>> Begin GIVEN PASSAGE

Conserved Noether current under SO(3) symmetry of some Lagrangian

Homework Statement

Verify that the Lagrangian density $\mathcal{L}=\frac{1}{2}\partial_{\mu}\phi_{a}\partial^{\mu}\phi_{a}-\frac{1}{2}m^{2}\phi_{a}\phi_{a}$ for a triplet of real fields $\phi_{a} (a=1,2,3)$ is invariant under the infinitesimal $SO(3)$ rotation by $\theta$, i.e., $\phi_{a} \rightarrow \phi_{a} + \theta \epsilon_{abc}n_{b}\phi_{c}$, where $n_a$ is a unit vector.

Compute the Noether current $j^{\mu}$.

Deduce that the three quantities $Q_{a}=\int d^{3}x\ \epsilon_{abc}\ \dot{\phi}_{b}\phi_{c}$ are all conserved and verify this directly using the field equations satisfied by $\phi_{a}$.

>> End GIVEN PASSAGE

▶ **THE REQUEST**: Copy out the whole homework problem on the conserved Noether current above, word for word.

>> Begin DATA PROVIDED

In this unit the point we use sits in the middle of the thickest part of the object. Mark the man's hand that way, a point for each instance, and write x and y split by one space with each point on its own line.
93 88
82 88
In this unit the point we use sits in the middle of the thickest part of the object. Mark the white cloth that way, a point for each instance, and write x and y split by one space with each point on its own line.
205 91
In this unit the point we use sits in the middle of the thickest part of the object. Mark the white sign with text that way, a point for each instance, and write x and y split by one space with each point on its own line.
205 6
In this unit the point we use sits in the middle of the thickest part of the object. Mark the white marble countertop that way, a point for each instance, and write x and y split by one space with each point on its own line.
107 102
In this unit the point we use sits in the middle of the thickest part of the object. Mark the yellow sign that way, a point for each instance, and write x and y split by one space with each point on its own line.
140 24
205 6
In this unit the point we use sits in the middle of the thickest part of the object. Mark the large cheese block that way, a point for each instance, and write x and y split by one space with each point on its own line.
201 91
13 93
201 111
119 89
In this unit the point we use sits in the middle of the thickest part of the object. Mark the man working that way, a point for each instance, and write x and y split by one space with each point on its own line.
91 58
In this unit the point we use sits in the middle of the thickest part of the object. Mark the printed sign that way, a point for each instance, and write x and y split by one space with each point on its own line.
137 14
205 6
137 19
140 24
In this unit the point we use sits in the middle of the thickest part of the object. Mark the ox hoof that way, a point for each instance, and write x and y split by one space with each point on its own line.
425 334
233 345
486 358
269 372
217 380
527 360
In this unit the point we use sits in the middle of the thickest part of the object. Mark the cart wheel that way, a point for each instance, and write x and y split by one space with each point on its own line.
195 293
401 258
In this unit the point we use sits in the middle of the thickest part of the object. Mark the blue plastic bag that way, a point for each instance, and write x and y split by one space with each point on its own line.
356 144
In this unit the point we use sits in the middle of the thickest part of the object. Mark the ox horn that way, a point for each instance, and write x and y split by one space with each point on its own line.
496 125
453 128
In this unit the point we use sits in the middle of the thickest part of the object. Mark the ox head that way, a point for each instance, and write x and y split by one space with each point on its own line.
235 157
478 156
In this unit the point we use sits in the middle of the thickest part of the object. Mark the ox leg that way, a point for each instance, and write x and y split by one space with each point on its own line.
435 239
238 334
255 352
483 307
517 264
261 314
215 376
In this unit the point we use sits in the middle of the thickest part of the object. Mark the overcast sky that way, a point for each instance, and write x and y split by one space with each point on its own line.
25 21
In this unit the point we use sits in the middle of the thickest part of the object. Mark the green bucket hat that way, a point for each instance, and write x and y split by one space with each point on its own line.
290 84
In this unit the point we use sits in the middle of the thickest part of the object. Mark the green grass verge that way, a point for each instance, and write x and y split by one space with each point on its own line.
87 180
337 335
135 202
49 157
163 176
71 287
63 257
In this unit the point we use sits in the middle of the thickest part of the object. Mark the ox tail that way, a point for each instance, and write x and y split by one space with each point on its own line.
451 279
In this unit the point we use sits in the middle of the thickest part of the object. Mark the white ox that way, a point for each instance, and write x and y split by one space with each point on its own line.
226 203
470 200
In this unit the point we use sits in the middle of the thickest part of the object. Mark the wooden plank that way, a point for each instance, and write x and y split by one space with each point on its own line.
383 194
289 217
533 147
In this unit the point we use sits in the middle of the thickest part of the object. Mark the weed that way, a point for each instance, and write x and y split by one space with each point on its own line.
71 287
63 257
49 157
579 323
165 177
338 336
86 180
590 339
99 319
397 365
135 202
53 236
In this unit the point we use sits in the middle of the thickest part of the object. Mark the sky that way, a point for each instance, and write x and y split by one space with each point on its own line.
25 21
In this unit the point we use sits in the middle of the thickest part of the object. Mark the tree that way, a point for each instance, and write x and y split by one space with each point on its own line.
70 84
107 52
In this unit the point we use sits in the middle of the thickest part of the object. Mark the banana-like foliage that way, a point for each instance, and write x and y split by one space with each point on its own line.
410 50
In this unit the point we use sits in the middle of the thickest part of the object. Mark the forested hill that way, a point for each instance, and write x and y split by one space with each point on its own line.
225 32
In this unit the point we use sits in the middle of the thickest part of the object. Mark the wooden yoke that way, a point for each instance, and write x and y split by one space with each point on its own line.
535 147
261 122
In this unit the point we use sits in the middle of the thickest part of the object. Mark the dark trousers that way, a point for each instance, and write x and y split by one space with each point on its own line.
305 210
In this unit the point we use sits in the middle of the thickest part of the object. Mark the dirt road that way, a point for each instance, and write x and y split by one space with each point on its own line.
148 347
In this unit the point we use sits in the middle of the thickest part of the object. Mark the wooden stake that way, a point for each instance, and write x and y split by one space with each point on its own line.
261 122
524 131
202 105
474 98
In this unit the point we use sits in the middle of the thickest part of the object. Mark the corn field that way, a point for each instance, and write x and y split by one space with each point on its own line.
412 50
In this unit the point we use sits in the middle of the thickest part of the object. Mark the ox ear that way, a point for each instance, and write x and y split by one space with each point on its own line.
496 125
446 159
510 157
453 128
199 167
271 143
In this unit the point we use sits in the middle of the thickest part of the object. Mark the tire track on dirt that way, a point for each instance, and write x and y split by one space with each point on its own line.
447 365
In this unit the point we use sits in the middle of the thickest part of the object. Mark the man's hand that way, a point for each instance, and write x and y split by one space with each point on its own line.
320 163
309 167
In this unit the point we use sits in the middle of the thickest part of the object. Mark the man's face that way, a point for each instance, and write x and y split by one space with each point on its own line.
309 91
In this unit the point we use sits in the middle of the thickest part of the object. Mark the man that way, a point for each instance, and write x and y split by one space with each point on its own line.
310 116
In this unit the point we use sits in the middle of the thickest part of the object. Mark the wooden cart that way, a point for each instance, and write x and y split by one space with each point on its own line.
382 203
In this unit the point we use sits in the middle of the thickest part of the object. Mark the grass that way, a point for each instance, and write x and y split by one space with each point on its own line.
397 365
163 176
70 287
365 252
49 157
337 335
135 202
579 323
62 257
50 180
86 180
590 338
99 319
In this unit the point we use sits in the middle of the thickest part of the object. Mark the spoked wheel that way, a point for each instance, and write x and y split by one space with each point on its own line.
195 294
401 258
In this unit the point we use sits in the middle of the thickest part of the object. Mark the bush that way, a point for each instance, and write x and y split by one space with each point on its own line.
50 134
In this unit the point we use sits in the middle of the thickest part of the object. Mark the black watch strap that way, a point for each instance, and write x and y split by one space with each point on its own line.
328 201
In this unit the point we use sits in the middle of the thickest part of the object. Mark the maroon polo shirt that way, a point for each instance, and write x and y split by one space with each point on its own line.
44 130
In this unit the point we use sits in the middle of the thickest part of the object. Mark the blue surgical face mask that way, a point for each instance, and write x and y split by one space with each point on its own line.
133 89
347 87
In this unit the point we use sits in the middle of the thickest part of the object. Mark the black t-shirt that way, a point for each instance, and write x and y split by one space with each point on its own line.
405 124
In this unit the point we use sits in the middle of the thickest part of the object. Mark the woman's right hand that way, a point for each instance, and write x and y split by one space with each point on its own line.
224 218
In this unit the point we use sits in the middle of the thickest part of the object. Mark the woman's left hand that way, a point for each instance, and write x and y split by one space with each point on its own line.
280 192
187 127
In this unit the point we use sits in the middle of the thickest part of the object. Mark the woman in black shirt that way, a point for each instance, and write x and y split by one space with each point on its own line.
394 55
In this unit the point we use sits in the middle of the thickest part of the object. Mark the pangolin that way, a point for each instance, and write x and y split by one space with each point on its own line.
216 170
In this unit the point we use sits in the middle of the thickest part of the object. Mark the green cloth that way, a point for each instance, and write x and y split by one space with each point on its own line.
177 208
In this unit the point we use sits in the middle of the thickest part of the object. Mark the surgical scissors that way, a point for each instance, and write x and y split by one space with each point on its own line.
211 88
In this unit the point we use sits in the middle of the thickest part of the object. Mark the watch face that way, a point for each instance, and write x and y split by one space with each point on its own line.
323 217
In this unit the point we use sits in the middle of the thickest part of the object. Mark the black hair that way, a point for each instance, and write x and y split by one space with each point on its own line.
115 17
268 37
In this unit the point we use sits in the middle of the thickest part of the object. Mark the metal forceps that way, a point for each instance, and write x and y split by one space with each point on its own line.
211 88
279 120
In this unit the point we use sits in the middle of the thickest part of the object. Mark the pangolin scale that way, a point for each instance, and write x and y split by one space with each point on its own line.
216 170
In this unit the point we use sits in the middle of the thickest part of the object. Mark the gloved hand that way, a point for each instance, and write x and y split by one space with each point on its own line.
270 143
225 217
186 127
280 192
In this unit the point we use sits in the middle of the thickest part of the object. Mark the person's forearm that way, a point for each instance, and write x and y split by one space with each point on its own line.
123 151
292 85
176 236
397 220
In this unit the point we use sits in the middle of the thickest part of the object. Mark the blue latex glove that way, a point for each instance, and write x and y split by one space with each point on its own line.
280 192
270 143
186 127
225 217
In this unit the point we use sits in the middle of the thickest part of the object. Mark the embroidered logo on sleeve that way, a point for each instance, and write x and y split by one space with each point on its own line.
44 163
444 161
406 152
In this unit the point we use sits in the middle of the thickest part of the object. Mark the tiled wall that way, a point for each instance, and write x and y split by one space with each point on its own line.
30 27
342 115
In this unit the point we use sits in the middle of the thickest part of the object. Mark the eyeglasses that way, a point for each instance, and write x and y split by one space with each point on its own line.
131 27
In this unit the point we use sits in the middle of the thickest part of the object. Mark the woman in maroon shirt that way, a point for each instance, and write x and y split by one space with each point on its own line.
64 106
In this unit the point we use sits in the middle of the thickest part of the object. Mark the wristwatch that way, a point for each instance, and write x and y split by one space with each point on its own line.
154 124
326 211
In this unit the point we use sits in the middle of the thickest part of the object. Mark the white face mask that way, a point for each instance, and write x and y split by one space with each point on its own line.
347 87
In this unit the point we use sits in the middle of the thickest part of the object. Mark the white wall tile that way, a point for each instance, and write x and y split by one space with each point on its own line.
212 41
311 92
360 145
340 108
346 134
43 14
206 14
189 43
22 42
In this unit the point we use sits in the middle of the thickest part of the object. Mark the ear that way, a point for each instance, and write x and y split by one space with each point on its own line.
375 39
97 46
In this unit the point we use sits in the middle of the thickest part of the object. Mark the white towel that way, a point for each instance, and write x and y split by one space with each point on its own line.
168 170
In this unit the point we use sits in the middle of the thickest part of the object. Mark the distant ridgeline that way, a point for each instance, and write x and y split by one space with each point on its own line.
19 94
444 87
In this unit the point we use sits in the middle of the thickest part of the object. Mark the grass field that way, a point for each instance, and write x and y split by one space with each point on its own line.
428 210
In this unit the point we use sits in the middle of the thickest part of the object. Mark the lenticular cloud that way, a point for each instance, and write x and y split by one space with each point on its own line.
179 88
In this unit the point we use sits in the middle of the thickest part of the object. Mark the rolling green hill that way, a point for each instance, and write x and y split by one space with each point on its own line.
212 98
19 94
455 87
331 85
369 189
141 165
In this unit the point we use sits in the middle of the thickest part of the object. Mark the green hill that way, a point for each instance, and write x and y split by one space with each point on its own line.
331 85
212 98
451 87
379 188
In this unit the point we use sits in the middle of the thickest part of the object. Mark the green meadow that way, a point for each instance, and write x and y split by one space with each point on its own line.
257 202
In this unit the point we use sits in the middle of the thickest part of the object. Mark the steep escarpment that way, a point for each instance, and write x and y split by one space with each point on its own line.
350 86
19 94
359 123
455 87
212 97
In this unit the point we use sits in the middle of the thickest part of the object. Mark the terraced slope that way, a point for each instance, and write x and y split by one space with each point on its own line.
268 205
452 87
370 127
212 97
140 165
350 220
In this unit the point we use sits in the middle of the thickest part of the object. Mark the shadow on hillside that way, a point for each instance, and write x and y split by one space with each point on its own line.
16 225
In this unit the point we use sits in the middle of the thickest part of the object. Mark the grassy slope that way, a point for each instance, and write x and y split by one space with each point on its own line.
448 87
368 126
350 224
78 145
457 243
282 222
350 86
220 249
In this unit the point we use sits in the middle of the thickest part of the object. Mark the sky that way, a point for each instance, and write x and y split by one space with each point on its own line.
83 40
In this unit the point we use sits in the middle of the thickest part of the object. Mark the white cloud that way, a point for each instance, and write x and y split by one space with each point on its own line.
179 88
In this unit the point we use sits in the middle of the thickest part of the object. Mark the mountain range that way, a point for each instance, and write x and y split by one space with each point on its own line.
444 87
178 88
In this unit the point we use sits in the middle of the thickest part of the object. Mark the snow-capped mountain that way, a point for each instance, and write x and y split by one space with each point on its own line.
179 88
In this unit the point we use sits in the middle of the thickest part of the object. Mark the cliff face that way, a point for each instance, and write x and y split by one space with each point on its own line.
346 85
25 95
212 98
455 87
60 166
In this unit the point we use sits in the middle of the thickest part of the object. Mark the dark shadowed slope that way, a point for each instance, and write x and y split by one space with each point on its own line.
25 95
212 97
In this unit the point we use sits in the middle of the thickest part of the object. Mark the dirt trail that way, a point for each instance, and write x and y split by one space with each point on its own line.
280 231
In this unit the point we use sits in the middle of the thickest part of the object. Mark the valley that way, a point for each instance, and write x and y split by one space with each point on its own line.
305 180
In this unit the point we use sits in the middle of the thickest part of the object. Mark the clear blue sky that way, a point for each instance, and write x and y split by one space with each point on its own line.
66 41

>> End DATA PROVIDED

▶ **RESULT**:
Conserved Noether current under SO(3) symmetry of some Lagrangian

Homework Statement

Verify that the Lagrangian density $\mathcal{L}=\frac{1}{2}\partial_{\mu}\phi_{a}\partial^{\mu}\phi_{a}-\frac{1}{2}m^{2}\phi_{a}\phi_{a}$ for a triplet of real fields $\phi_{a} (a=1,2,3)$ is invariant under the infinitesimal $SO(3)$ rotation by $\theta$, i.e., $\phi_{a} \rightarrow \phi_{a} + \theta \epsilon_{abc}n_{b}\phi_{c}$, where $n_a$ is a unit vector.

Compute the Noether current $j^{\mu}$.

Deduce that the three quantities $Q_{a}=\int d^{3}x\ \epsilon_{abc}\ \dot{\phi}_{b}\phi_{c}$ are all conserved and verify this directly using the field equations satisfied by $\phi_{a}$.